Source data
◆ ◆ ◆ ◆ ◆
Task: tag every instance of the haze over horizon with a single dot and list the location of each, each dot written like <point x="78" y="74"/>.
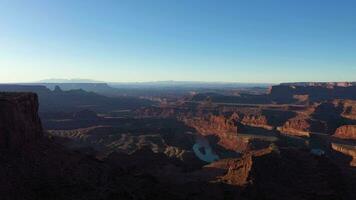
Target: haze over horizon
<point x="139" y="41"/>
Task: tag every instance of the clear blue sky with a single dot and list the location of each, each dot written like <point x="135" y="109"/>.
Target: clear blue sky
<point x="195" y="40"/>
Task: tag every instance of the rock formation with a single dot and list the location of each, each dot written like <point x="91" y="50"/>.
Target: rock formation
<point x="346" y="132"/>
<point x="19" y="121"/>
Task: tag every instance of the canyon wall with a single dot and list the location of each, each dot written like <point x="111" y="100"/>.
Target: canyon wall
<point x="346" y="132"/>
<point x="19" y="121"/>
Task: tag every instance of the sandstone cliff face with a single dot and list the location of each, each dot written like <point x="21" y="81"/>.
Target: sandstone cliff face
<point x="19" y="121"/>
<point x="347" y="150"/>
<point x="346" y="132"/>
<point x="256" y="121"/>
<point x="224" y="127"/>
<point x="297" y="126"/>
<point x="348" y="108"/>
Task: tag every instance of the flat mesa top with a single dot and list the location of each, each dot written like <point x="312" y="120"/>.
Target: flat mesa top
<point x="12" y="95"/>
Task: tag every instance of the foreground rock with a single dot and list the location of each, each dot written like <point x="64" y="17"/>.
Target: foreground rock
<point x="19" y="122"/>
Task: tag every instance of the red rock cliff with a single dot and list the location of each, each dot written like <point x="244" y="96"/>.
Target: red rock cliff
<point x="19" y="121"/>
<point x="346" y="132"/>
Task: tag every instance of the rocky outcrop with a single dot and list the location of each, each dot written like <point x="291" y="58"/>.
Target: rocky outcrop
<point x="298" y="126"/>
<point x="348" y="108"/>
<point x="347" y="150"/>
<point x="346" y="132"/>
<point x="224" y="127"/>
<point x="19" y="121"/>
<point x="286" y="93"/>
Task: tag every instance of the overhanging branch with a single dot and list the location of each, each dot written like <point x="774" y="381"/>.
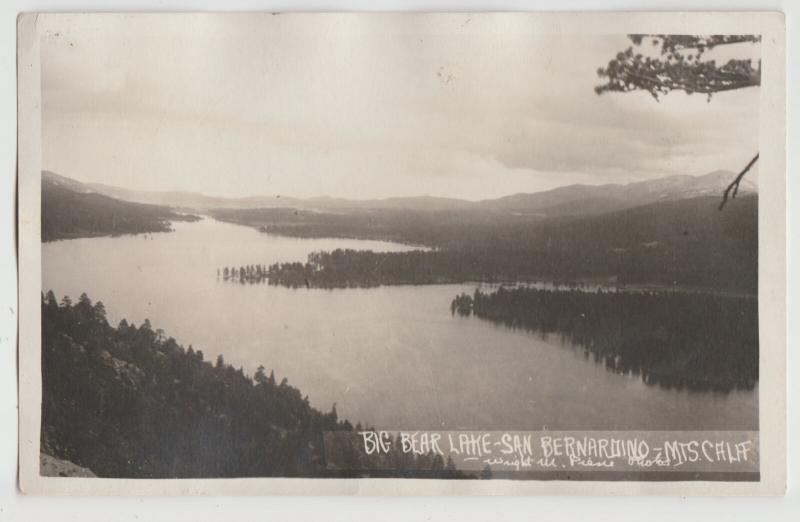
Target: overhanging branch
<point x="735" y="183"/>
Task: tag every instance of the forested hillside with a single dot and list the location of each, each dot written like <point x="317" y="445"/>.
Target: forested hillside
<point x="129" y="401"/>
<point x="68" y="213"/>
<point x="698" y="341"/>
<point x="686" y="243"/>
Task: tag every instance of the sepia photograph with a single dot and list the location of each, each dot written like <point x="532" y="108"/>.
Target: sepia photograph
<point x="462" y="247"/>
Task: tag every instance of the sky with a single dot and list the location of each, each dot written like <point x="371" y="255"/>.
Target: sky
<point x="466" y="106"/>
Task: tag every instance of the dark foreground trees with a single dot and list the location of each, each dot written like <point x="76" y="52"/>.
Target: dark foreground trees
<point x="698" y="341"/>
<point x="680" y="64"/>
<point x="130" y="402"/>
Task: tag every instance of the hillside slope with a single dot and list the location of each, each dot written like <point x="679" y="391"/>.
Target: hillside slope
<point x="70" y="212"/>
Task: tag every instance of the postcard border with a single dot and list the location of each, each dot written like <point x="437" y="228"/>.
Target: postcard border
<point x="772" y="274"/>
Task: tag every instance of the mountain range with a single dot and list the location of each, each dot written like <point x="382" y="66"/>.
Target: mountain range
<point x="567" y="200"/>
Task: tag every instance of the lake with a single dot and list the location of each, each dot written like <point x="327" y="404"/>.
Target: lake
<point x="392" y="357"/>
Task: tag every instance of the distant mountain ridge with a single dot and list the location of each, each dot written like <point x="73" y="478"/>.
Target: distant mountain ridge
<point x="567" y="200"/>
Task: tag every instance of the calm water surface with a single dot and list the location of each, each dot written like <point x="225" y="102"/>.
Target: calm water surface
<point x="393" y="357"/>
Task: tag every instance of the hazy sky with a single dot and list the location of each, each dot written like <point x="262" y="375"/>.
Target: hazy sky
<point x="363" y="107"/>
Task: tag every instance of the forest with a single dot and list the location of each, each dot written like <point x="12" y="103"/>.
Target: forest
<point x="680" y="340"/>
<point x="69" y="214"/>
<point x="130" y="402"/>
<point x="683" y="243"/>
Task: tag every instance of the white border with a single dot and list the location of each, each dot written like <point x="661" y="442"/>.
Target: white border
<point x="772" y="268"/>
◆ ◆ ◆ ◆ ◆
■ WRITTEN TASK:
Reproduce the lines from the one containing "Task: tag every instance of the forest with" through the end of the source data, both included, requests and all. Multiply every point coordinate in the answers by 1.3 and round it to a whole number, rounding halves up, but leave the coordinates in the requests' sample formats unchanged.

■ TASK ANSWER:
Task: tag every instance of the forest with a single dot and list the location of each, each dot written like <point x="12" y="103"/>.
Target: forest
<point x="884" y="442"/>
<point x="90" y="278"/>
<point x="169" y="523"/>
<point x="888" y="316"/>
Task: tag every instance of the white border with a single dot and list the location of each, each dot written like <point x="661" y="442"/>.
Target: white border
<point x="1004" y="348"/>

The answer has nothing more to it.